▶ _Brano scelto_
========

Viaggio tra gli esclusi dal boom economico

Aiutare È glorioso!

Deng Xiao Ping è il padre della celebre frase: «arricchirsi è glorioso!»,
da molti interpretata come il via libera al capitalismo cinese attuale.
A Derge, nel Sichuan, qualcuno crede che la vera gloria consiste nell’aiutare
i più sfortunati.

Bisogna salire sugli altipiani del Sichuan, quasi al confine con il Tibet, per conoscere la Cina che non cresce del 9,5% all’anno, non utilizza elettrodomestici e non chatta su internet. Salire fin quassù è utile anche per capire il «sistema socialista con caratteristiche cinesi», come amano ripetere i vertici del Partito comunista cinese.

UNA REGIONE «NORMALE»
La città di Derge si trova nella regione del Kham, la parte centrale della provincia tibetana, ed è abitata dalla fiera popolazione dei khampa, che tanti problemi in passato ha dato sia all’etnia han, i cinesi, sia al governo centrale di Pechino, smanioso di avere la zona del Tibet tranquilla e senza rivolte.
I khampa sono uomini fieri dallo sguardo torvo, vestiti con giacche di simil pelle (anche qui la plastica globalizzante imperversa), dalle lunghissime maniche che vengono utilizzate come scialle da avvolgere intorno al busto. Girano armati con un lungo coltello ben in vista; il loro sorriso è caratterizzato dallo scintillio di due denti d’oro, di solito i canini.
Nei primi anni di occupazione del Tibet (i cinesi parlano di liberazione), i khampa diedero vita a dure rivolte armate che però vennero facilmente stroncate dall’esercito cinese, accorso a riportare la calma. Sono quindi diversi anni che le ribellioni hanno cessato di prorompere, con evidenti vantaggi un po’ per tutti.

========

▶ _Dati riportati sotto_
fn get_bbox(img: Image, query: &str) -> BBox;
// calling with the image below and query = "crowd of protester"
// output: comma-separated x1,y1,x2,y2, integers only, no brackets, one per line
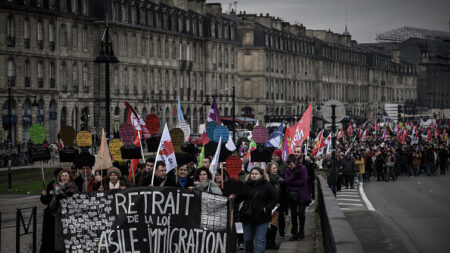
41,121,449,252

========

▶ _Obiettivo del compito_
Riproduci fedelmente, dal brano sugli esclusi dal boom economico, il tratto che va da "Deng Xiao Ping" fino a "i più sfortunati.".

▶ _Compito svolto_
Deng Xiao Ping è il padre della celebre frase: «arricchirsi è glorioso!»,
da molti interpretata come il via libera al capitalismo cinese attuale.
A Derge, nel Sichuan, qualcuno crede che la vera gloria consiste nell’aiutare
i più sfortunati.